RSE : les auditeurs légaux aux côtés des entreprises
RSE. Mesurer l’impact des politiques RSE des entreprises – et lutter contre le greenwashing – tel est l’enjeu de la directive CSRD qui devrait concerner près de 50 000 entreprises en Europe. Les explications de Laure Mulin, présidente de la Compagnie régionale des commissaires aux comptes.
Une nouvelle directive dite CSRD sur le reporting en matière de durabilité des entreprises vient d’être adoptée par le parlement européen. Dans quel contexte intervient-elle ?
Depuis plusieurs années, les grandes entreprises et les sociétés cotées doivent publier des informations extra-financières, via ce qu’on appelle en France une déclaration de performance extra-financière. Il s’agissait en l’occurrence de la transposition de la directive européenne NFRD (Non financial reporting directive, adoptée en 2014 et révisée en 2016, NDLR) laquelle donnait l’option aux États membres de décider de faire vérifier ces rapports RSE extra-financiers. À l’époque, la France avait opté pour la vérification obligatoire par un organisme tiers indépendant (OTI) accrédité par le Cofrac. Près d’une trentaine d’OTI ont été accrédités dont 90% sont des cabinets de commissariat aux comptes, aux côtés de Socotec et de Bureau Veritas. La vérification des données extra-financières était donc déjà dans notre champ d’intervention par ce biais-là.

(Données sources)
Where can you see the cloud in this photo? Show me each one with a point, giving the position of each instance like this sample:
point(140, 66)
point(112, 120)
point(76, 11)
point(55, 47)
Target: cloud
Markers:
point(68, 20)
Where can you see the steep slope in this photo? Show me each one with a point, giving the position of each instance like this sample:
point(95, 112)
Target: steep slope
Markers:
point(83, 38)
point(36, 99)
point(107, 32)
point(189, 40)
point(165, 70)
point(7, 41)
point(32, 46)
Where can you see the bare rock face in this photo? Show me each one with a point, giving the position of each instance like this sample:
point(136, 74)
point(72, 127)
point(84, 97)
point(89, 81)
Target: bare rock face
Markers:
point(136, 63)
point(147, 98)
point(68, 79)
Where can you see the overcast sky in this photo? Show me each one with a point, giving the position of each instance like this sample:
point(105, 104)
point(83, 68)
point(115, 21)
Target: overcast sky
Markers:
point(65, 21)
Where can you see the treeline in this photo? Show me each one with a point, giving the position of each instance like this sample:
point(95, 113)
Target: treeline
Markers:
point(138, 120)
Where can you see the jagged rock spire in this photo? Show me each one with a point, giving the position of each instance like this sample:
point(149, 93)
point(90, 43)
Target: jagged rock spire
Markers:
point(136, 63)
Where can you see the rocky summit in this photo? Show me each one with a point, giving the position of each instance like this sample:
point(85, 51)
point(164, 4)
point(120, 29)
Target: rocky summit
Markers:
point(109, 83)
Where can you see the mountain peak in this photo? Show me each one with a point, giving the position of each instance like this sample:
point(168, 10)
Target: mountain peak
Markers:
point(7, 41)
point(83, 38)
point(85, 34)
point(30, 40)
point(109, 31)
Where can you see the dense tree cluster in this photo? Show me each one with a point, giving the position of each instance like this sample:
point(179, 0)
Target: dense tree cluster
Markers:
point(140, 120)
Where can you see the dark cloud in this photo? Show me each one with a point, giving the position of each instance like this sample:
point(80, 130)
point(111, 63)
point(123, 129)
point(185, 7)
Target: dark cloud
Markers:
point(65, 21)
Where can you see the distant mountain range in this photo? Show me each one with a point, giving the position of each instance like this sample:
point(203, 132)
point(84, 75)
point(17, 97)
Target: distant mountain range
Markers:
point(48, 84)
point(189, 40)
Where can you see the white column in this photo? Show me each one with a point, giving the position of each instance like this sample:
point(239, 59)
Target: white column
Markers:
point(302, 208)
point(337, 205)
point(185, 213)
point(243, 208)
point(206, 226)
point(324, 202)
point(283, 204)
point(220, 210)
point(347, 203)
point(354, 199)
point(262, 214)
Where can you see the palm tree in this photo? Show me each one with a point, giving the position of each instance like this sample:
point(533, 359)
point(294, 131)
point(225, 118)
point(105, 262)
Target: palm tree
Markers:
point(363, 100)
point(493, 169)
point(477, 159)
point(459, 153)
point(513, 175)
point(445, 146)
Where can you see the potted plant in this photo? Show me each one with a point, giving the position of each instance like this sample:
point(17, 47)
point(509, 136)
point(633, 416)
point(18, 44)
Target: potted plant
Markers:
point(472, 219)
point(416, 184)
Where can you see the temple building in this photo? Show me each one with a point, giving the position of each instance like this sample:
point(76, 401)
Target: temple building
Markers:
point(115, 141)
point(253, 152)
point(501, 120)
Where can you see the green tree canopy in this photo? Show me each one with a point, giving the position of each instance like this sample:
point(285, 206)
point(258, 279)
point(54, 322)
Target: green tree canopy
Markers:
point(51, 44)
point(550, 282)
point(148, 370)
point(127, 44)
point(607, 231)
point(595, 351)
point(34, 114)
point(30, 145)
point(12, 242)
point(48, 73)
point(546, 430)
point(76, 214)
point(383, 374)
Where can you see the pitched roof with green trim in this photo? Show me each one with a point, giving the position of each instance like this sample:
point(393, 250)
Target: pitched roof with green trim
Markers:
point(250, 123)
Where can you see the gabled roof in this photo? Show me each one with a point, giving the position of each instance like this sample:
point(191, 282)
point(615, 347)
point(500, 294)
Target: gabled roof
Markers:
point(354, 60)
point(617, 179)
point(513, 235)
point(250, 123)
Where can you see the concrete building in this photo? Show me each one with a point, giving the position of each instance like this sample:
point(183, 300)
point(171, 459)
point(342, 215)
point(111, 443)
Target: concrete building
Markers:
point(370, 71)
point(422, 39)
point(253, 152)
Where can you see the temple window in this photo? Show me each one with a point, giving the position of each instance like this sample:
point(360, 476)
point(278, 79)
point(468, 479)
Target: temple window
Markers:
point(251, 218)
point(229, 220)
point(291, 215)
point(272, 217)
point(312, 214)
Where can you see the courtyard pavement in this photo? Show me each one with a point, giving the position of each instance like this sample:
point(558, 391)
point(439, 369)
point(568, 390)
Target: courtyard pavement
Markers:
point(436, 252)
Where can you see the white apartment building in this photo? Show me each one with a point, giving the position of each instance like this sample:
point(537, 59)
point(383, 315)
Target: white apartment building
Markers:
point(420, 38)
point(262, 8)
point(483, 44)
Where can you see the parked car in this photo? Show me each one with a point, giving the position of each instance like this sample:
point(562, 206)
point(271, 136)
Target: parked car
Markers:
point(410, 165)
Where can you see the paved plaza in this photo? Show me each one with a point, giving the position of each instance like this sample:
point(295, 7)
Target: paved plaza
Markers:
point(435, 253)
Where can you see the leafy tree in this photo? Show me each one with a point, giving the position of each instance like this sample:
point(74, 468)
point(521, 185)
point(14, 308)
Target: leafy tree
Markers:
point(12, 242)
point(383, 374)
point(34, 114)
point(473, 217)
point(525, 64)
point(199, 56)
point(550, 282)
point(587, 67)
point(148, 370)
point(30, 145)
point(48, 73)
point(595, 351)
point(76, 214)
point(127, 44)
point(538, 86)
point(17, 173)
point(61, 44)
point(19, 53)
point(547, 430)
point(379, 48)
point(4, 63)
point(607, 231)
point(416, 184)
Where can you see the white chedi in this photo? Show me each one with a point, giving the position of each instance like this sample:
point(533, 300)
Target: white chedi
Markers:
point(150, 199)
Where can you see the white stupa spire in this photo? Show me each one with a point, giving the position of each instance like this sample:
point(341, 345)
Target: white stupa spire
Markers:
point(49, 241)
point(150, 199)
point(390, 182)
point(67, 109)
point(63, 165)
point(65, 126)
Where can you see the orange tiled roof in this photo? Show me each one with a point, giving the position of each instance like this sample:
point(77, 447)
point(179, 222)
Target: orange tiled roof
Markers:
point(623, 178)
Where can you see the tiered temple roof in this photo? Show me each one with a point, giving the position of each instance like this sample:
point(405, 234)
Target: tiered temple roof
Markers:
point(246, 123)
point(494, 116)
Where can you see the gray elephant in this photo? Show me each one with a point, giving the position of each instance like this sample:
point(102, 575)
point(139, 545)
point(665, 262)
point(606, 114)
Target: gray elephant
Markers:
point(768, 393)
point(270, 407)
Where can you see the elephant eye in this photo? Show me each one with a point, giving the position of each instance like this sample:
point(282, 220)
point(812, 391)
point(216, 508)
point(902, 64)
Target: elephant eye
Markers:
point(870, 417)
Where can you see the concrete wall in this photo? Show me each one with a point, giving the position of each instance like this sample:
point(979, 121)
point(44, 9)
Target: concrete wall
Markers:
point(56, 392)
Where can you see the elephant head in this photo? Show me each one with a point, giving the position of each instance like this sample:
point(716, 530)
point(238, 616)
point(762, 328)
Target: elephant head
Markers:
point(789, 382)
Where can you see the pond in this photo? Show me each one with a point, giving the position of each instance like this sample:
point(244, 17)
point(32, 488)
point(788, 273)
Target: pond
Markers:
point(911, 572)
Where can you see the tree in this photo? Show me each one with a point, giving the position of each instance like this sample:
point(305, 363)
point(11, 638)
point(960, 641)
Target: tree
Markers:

(Consigne 1)
Dans l'extrait sur la directive CSRD, reformulez sous forme de liste le paragraphe commençant par « Depuis plusieurs années », en conservant ses faits principaux.
(Consigne 2)
Poursuivez l'extrait sur la directive CSRD après sa dernière phrase.
Les données ne sont pas utiles pour ce travail.

(Réponse attendue 1)
- Les grandes entreprises et les sociétés cotées publient depuis plusieurs années des informations extra-financières. En France, elles le font au moyen d'une déclaration de performance extra-financière.
- Cette obligation transpose la directive européenne NFRD, adoptée en 2014 et révisée en 2016. Celle-ci laissait aux États membres le choix d'imposer ou non la vérification de ces rapports RSE.
- La France a rendu obligatoire leur vérification par un organisme tiers indépendant (OTI) accrédité par le Cofrac.
- Près d'une trentaine d'OTI ont été accrédités, dont 90 % de cabinets de commissariat aux comptes, aux côtés de Socotec et de Bureau Veritas.
- La vérification des données extra-financières relevait donc déjà du champ d'intervention des commissaires aux comptes.

(Réponse attendue 2)
Cette directive européenne vient d’être révisée par la directive CSRD (Corporate sustainability reporting directive). On ne parle plus désormais de sujets non financiers mais de durabilité. En conséquence, le contenu évolue de manière assez significative. Auparavant, le rapport était centré principalement sur la responsabilité sociétale des entreprises, le social et l’environnemental, alors que le nouveau rapport de durabilité intègre désormais la notion de gouvernance. Cette nouvelle directive impose également la vérification de ces informations par un auditeur légal. Ce qui change pas mal de chose : elle vise en effet spécifiquement un auditeur légal. Reste à savoir cependant ce que décidera le gouvernement français à cet égard, soit qu’il réservera cette mission uniquement à l’auditeur légal soit qu’il l’ouvrira à d’autres organismes par le biais d’une accréditation par le Cofrac.
Qu’est ce que cette directive CSRD change pour les commissaires aux comptes ?
Cela représente une extension significative de notre sphère d’intervention, notamment parce que cette directive élargit son champ d’application. Jusqu’à maintenant étaient concernées les sociétés cotées et les grandes entreprises qui dépassaient un seuil de 500 salariés au niveau consolidé et 100 M€ de total bilan ou de chiffre d’affaires. Par ailleurs, seules les sociétés anonymes entraient dans le champ de la directive. Or, aujourd’hui on trouve de nombreuses SAS à la tête de groupes qui dépassent ces seuils, lesquelles, du coup, ne sont pas soumises à cette obligation de publication et de vérification. La directive CSRD concerne désormais toutes les sociétés commerciales qui dépassent deux des trois seuils suivants : 250 salariés, 20 M€ de total bilan et 40 M€ de chiffre d’affaires. On estime, au niveau européen, que 50 000 entreprises seront concernées contre 11 700 auparavant.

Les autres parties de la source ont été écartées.